TEXT SECTION:
---------------
Thursday, 14 December 2017 | News today: 14

Naumovski: The solution must not harm the identity

Vasko Naumovski is a University Professor in International Relations at the Skopje-based Faculty of Law "Iustinianus Primus" at the University of "Ss. Cyril and Methodius", where he obtained his bachelor, master and doctoral degrees. He also holds a master's degree in European Studies from the Rheinische Friedrich-Wilhelms University of Bonn, Germany. He has been teaching since 2005. From 2009 to 2011 he was a Vice Prime Minister in charge of European Affairs in Nikola Gruevski's Government. During his mandate, Macedonia has received a positive EU report for the first time in years, as well as a recommendation for beginning of EU accession negotiations and visa liberalization. He was appointed Macedonian Ambassador to Washington, USA last year, and as of recently he became the new Macedonian negotiator in the name dispute negotiations, led under the auspice of the United Nations

Special Envoy Nimetz noted in Skopje that Macedonia has demonstrated high degree of constructiveness and that he expects the same from his visit to Athens. To what extent are such expectations realistic at this moment, or in the future, knowing that Greece has been favoring uncompromising policy for decades?

Naumovski: Progress in the process of overcoming of differences regarding the name issue can only be expected after a genuine determination of both parties, thus supporting such determination with specific actions, not just declarative efforts. Considering all past developments, we are aware of our southern neighbor’s need to invest additional efforts, which might contribute to moving matters one step ahead. Existing differences in the name matter hinders mutual cooperation, which is in the interest of both countries. Looking at the big picture in terms of economy, security and politics, Macedonia’s membership in the European Union and NATO is also in the interest of Greece.
---------------
According to the interview, what did Macedonia receive during Naumovski's mandate as Vice Prime Minister? List them all. Rely on the interview alone for your answers.

Entries from a pointing dataset:
---------------
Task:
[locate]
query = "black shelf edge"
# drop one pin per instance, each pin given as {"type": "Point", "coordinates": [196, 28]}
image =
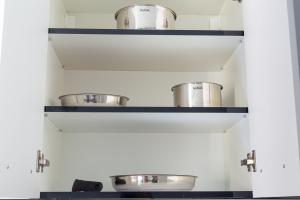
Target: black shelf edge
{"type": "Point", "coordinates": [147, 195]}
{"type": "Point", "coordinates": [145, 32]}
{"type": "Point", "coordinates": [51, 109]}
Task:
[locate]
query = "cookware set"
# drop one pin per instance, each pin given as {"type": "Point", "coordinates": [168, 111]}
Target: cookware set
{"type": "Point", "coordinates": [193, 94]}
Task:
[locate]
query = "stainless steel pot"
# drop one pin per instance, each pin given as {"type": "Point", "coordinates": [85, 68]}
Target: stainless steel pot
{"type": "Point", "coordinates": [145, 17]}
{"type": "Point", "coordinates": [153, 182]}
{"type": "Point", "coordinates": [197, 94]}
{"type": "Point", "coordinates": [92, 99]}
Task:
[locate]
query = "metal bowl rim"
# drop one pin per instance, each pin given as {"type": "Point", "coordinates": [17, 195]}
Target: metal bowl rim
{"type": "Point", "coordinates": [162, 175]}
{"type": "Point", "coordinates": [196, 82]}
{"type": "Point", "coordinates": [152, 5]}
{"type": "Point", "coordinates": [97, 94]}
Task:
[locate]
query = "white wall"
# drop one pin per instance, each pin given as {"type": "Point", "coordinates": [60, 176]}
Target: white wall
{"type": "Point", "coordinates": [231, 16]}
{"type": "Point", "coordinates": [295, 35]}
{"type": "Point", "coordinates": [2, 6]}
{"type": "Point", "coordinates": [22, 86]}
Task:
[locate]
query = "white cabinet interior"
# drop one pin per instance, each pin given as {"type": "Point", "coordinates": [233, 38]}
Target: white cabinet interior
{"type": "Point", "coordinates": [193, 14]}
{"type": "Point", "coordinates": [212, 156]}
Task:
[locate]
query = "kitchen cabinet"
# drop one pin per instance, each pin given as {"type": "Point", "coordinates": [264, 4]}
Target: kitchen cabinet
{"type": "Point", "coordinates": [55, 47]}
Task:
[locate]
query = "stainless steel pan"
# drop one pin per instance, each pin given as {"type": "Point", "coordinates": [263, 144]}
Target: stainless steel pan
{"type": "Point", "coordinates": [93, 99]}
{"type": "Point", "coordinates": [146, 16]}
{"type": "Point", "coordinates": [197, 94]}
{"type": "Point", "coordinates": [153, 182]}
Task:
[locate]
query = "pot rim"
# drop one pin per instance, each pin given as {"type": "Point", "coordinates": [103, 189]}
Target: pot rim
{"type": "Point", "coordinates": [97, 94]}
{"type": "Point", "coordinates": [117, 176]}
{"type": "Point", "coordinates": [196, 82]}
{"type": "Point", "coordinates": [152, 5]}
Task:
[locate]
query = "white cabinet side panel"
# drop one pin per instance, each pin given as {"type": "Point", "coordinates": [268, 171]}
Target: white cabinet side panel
---------------
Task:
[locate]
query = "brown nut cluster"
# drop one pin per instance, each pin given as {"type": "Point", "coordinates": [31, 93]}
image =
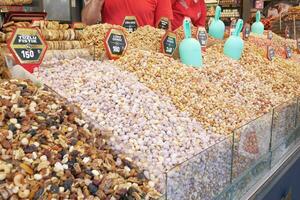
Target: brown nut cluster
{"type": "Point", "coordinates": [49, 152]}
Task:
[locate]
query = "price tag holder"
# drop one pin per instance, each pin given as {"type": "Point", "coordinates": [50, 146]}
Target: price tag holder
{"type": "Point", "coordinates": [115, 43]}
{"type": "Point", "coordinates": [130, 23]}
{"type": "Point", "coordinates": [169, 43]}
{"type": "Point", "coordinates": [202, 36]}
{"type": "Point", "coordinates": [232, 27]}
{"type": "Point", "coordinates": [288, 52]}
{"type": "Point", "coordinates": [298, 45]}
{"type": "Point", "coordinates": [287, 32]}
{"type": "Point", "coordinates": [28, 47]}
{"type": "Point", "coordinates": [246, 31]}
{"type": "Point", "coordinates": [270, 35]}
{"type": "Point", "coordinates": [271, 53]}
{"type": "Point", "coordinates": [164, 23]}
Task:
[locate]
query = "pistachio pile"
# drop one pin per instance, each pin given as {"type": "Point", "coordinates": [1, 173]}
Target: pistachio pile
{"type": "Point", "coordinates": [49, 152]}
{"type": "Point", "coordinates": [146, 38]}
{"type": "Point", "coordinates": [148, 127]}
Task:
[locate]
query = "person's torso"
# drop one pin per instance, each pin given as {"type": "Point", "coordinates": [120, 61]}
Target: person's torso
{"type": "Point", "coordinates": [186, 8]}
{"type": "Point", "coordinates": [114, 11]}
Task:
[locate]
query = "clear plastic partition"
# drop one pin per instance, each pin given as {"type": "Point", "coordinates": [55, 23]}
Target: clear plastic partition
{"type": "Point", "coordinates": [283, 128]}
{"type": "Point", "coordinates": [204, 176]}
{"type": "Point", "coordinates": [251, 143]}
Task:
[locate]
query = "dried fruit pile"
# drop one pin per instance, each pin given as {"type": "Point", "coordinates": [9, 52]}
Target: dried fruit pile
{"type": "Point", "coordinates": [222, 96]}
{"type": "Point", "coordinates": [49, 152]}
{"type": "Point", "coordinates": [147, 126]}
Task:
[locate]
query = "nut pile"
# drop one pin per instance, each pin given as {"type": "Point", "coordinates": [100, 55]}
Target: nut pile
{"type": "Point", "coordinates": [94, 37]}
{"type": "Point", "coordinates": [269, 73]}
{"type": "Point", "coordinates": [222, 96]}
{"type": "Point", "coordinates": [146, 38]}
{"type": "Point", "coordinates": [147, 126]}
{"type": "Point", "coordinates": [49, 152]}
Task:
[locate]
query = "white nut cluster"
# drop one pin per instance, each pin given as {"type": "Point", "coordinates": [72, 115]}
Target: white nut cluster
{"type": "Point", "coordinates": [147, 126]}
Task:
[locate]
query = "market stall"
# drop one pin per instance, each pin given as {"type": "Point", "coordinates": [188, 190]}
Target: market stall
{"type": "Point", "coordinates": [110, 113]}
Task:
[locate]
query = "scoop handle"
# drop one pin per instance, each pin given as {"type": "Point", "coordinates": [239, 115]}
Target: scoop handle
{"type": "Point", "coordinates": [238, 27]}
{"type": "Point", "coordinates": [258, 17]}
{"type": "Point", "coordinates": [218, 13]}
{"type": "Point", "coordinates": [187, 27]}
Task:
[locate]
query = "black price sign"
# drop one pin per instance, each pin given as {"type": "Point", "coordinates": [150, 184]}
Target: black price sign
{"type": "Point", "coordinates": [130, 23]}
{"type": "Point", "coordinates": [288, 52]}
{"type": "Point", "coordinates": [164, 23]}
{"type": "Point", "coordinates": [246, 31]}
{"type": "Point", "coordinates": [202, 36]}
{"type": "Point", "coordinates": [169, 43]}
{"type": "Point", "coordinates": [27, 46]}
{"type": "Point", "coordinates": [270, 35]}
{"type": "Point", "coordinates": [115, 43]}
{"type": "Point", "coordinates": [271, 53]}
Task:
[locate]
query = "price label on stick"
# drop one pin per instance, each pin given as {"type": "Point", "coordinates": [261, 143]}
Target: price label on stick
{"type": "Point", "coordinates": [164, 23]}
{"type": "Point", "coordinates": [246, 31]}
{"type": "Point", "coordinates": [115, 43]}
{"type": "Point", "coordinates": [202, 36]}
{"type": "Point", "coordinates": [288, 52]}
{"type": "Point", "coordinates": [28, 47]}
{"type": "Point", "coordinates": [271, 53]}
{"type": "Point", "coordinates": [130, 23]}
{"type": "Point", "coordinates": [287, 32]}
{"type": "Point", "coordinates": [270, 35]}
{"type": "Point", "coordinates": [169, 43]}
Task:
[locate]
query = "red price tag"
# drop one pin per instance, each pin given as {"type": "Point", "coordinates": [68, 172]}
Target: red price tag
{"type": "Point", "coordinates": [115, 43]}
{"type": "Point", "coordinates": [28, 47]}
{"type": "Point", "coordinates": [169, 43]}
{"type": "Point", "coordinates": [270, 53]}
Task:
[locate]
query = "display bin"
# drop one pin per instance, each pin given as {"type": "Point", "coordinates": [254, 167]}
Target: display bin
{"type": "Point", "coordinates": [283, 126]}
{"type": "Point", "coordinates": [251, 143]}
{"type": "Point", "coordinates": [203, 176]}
---------------
WRITTEN SOLUTION:
- A positive EU report, the first in years
- A recommendation for beginning EU accession negotiations
- A recommendation for visa liberalization